— The problem —
Copy the rows starting at the line that contains "Pinpoint fish across" and ending at the line that contains "[214,227,355,331]", swapping "precision" for "targeted" and keeping everything else the same.

— Information given —
==*==

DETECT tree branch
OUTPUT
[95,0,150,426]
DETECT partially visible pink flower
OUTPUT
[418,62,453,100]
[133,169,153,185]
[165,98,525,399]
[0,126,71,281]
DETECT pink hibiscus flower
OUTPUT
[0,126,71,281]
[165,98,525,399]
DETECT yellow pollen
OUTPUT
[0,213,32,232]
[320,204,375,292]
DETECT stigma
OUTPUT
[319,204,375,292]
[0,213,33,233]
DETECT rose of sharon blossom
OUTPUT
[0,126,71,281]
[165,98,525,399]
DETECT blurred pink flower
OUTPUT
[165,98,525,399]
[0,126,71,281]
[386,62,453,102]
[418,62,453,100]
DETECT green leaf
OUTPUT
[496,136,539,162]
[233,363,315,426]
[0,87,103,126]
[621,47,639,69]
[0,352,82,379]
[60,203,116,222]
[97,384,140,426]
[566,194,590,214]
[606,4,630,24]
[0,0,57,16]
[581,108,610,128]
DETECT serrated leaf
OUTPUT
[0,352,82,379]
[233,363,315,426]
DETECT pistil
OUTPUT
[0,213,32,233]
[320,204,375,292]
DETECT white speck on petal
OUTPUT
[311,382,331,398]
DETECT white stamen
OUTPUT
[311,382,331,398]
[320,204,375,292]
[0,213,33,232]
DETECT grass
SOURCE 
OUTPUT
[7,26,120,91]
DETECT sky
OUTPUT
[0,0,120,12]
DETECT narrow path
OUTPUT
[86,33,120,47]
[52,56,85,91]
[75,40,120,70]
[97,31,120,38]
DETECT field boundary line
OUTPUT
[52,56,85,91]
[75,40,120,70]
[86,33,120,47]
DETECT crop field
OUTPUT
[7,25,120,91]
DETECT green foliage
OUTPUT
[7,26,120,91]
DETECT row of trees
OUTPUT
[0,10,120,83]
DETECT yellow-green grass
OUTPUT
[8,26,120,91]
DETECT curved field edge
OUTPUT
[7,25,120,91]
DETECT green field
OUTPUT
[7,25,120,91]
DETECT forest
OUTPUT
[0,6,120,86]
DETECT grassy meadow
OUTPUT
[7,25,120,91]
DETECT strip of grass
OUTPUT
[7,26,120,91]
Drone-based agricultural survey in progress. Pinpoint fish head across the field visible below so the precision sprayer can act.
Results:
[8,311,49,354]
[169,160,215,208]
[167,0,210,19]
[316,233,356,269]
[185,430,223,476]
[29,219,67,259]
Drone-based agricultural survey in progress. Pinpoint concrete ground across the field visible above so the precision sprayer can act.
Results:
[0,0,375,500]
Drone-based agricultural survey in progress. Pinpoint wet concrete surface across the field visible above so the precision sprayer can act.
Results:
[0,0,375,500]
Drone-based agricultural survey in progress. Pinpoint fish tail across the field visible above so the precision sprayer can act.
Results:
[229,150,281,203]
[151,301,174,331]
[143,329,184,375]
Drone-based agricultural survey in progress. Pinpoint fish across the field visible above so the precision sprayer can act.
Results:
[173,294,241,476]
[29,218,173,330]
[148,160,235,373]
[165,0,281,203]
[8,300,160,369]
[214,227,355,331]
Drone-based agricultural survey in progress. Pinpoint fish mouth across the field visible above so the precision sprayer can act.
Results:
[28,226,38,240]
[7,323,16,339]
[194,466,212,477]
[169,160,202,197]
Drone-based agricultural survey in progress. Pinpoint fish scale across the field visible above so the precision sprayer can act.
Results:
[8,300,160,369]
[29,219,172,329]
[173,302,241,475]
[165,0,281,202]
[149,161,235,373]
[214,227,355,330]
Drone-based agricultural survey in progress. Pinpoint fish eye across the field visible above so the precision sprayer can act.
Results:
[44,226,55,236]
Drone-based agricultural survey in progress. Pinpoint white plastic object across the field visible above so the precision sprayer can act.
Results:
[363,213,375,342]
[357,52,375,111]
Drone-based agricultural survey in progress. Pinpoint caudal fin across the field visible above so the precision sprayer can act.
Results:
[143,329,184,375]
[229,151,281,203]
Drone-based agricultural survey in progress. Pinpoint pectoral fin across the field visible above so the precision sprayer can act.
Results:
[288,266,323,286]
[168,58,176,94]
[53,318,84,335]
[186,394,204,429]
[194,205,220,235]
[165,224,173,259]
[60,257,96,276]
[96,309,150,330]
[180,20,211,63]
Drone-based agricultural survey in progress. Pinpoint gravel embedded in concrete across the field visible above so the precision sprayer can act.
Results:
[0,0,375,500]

==*==

— Result —
Drone-based agricultural survey in progress. Pinpoint fish across the field visible above so the targeted sprayer can act.
Results:
[173,294,241,476]
[29,218,173,330]
[148,160,235,373]
[165,0,281,203]
[8,300,160,369]
[214,227,355,331]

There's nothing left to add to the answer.